WHAT NEEDS TO BE DONE ->
Line by line, copy the entries exactly, excluding the pictures.

SUPPLIED MATERIAL ->
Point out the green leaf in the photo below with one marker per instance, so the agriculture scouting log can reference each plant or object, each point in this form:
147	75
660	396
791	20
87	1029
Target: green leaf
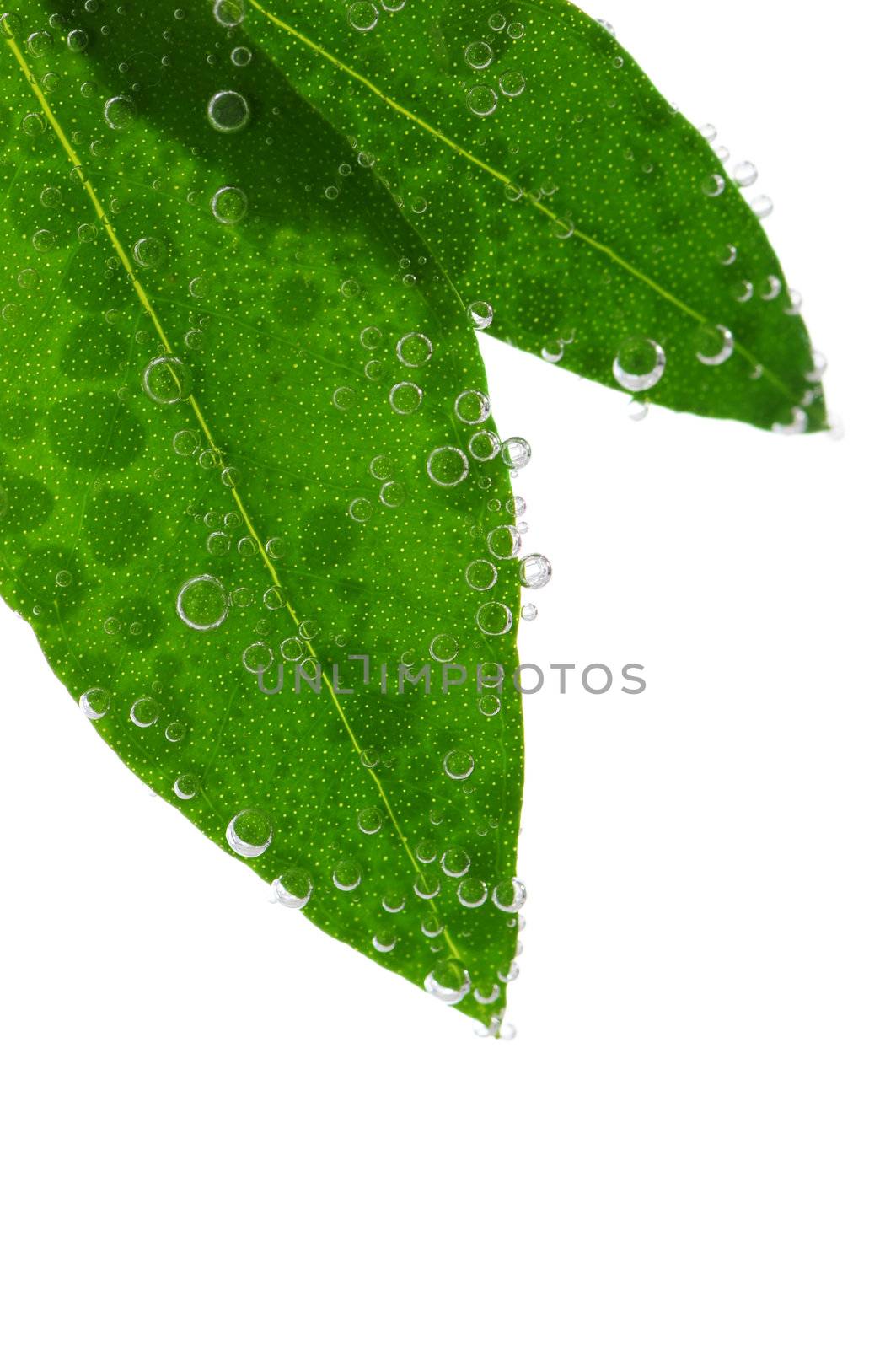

RESPONSE BELOW ->
Point out the green leaf in the photo below with one marker per instance, so the agriculture scouting log can reference each plant or object, each point in this form:
147	75
660	396
791	20
87	1029
Target: green leaf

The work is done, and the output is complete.